[Quoted text]
— START —
[jira] [Commented] (METRON-1153) HDFS HdfsWriter never recovers from exceptions

ASF GitHub Bot (JIRA) Fri, 08 Sep 2017 17:48:20 -0700

    [ 
https://issues.apache.org/jira/browse/METRON-1153?page=com.atlassian.jira.plugin.system.issuetabpanels:comment-tabpanel&focusedCommentId=16159609#comment-16159609
 ]


ASF GitHub Bot commented on METRON-1153:
----------------------------------------

Github user ottobackwards commented on the issue:

    https://github.com/apache/metron/pull/741
  
    @justinleet My question with regards to the necessity for a refactor came 
from wanting to handle the exception in the HDFSWriter, where the exceptions 
where being caught at the time.
    
    The fact that the tuples are 'unpaired' from their messages, and that we 
handle them all together seems to me to be problematic if you want to take per 
message/sourcehandle action.
— END —
[Written request] Please transcribe the section of the HdfsWriter comment that opens with the words containing "https://github.com/apache/metron/pull/741" and closes with "at the time.", keeping every character as it appears.

[Entries provided]
— START —
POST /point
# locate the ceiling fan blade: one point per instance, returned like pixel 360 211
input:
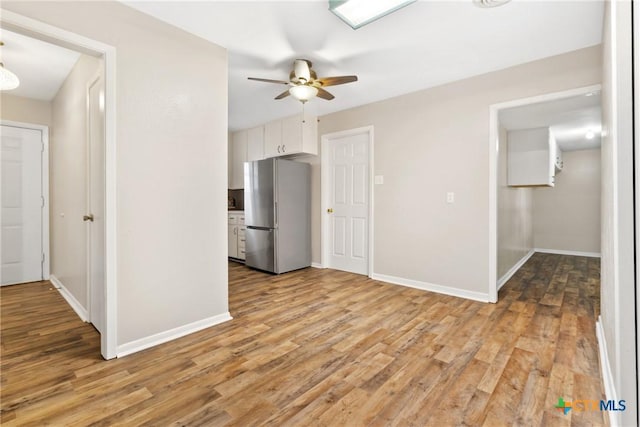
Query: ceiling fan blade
pixel 283 94
pixel 324 94
pixel 333 81
pixel 281 82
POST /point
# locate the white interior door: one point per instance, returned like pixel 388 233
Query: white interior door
pixel 348 209
pixel 22 203
pixel 95 203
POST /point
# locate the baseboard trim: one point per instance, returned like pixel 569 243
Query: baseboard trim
pixel 71 300
pixel 607 376
pixel 171 334
pixel 431 287
pixel 505 278
pixel 563 252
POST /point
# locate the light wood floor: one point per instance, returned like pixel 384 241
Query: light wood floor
pixel 321 347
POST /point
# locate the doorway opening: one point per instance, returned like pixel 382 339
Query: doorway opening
pixel 103 312
pixel 544 179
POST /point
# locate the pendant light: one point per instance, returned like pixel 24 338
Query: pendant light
pixel 8 80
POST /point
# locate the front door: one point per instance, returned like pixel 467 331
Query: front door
pixel 22 203
pixel 348 209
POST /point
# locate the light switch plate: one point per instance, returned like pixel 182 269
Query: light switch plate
pixel 451 197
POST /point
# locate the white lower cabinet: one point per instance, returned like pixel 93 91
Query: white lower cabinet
pixel 235 236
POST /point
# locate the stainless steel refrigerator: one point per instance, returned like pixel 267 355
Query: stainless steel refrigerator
pixel 277 208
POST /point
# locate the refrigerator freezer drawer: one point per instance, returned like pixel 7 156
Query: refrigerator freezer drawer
pixel 260 248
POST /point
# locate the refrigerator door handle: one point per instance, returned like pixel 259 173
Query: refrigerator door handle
pixel 251 227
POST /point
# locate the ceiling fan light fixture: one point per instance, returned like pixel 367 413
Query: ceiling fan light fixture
pixel 8 80
pixel 303 93
pixel 358 13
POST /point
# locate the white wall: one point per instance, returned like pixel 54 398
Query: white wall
pixel 67 179
pixel 434 141
pixel 171 145
pixel 515 216
pixel 617 268
pixel 567 217
pixel 26 110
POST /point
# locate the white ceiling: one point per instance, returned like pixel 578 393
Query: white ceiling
pixel 425 44
pixel 41 67
pixel 569 120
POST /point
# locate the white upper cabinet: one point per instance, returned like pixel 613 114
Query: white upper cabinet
pixel 272 139
pixel 532 155
pixel 285 137
pixel 238 151
pixel 255 144
pixel 290 136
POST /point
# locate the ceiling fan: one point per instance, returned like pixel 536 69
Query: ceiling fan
pixel 305 84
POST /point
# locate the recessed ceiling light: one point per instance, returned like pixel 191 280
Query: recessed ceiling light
pixel 490 3
pixel 357 13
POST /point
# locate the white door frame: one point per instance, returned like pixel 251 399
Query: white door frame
pixel 324 189
pixel 494 111
pixel 90 308
pixel 44 130
pixel 42 31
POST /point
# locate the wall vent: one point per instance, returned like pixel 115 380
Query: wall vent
pixel 490 3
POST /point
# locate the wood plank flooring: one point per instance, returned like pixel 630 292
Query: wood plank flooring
pixel 322 348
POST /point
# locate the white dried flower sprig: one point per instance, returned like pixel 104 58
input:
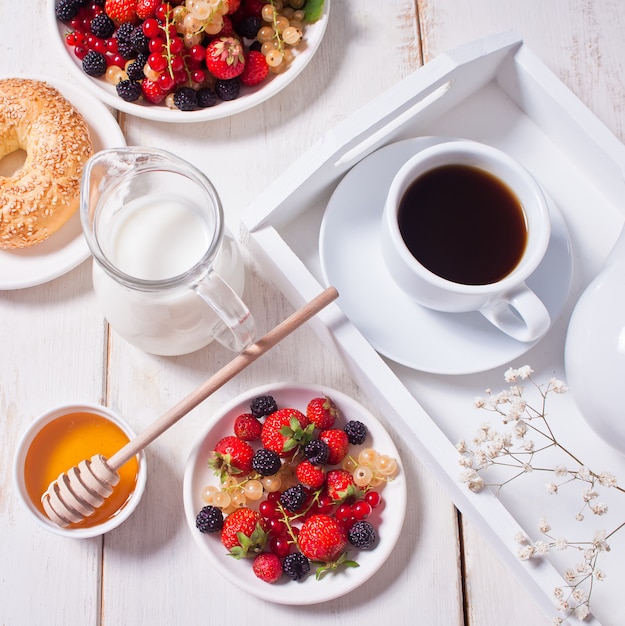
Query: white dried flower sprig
pixel 526 435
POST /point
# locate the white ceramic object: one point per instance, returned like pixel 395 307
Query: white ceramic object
pixel 507 303
pixel 249 97
pixel 67 248
pixel 388 519
pixel 395 325
pixel 20 457
pixel 595 350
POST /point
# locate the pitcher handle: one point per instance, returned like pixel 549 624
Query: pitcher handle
pixel 238 329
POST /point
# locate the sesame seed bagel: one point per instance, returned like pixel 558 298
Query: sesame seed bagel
pixel 44 193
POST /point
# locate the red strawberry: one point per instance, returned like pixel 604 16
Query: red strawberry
pixel 322 538
pixel 267 567
pixel 225 58
pixel 286 430
pixel 232 456
pixel 152 91
pixel 247 427
pixel 340 486
pixel 242 533
pixel 146 8
pixel 310 475
pixel 337 442
pixel 121 10
pixel 322 412
pixel 256 68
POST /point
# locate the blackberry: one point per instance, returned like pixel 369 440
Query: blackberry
pixel 266 462
pixel 135 70
pixel 186 99
pixel 249 26
pixel 293 498
pixel 317 451
pixel 296 565
pixel 356 432
pixel 126 49
pixel 228 89
pixel 66 10
pixel 102 26
pixel 124 32
pixel 128 90
pixel 263 406
pixel 209 520
pixel 138 40
pixel 94 63
pixel 206 97
pixel 362 535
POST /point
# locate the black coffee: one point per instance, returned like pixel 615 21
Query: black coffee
pixel 463 224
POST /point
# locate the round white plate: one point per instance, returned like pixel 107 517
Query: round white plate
pixel 67 248
pixel 388 519
pixel 250 96
pixel 397 327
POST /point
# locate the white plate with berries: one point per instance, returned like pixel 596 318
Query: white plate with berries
pixel 67 248
pixel 302 486
pixel 210 66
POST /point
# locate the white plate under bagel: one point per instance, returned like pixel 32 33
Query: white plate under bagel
pixel 388 519
pixel 67 248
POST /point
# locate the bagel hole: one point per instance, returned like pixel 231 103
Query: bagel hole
pixel 11 163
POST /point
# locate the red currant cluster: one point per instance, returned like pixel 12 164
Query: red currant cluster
pixel 188 54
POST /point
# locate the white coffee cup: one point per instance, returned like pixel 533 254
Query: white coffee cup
pixel 441 203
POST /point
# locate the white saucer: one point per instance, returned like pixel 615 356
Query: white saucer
pixel 67 248
pixel 397 327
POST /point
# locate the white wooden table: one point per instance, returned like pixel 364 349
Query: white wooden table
pixel 56 346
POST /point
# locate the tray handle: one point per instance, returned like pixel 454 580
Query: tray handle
pixel 387 127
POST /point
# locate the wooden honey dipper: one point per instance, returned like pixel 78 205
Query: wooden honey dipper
pixel 79 492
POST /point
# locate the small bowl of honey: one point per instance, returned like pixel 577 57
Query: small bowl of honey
pixel 59 440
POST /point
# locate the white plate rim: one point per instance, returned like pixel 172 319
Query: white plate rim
pixel 67 248
pixel 479 360
pixel 333 584
pixel 160 113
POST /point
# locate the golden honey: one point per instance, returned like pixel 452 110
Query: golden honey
pixel 65 442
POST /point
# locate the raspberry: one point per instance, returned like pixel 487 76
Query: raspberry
pixel 209 520
pixel 94 64
pixel 128 90
pixel 206 97
pixel 186 99
pixel 262 406
pixel 124 31
pixel 102 26
pixel 362 535
pixel 296 565
pixel 228 89
pixel 356 432
pixel 256 69
pixel 317 452
pixel 293 498
pixel 266 462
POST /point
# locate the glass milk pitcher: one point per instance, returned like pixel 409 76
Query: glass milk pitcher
pixel 167 274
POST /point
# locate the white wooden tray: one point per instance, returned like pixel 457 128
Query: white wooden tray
pixel 495 91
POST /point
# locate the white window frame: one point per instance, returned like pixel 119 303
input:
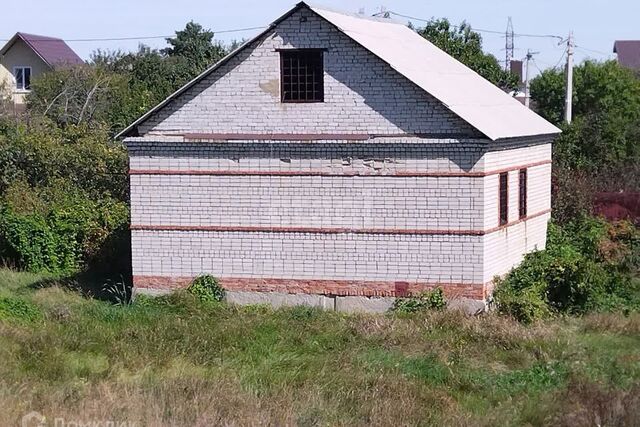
— END —
[Complete output]
https://github.com/apache/metron/pull/741
  
    @justinleet My question with regards to the necessity for a refactor came 
from wanting to handle the exception in the HDFSWriter, where the exceptions 
where being caught at the time.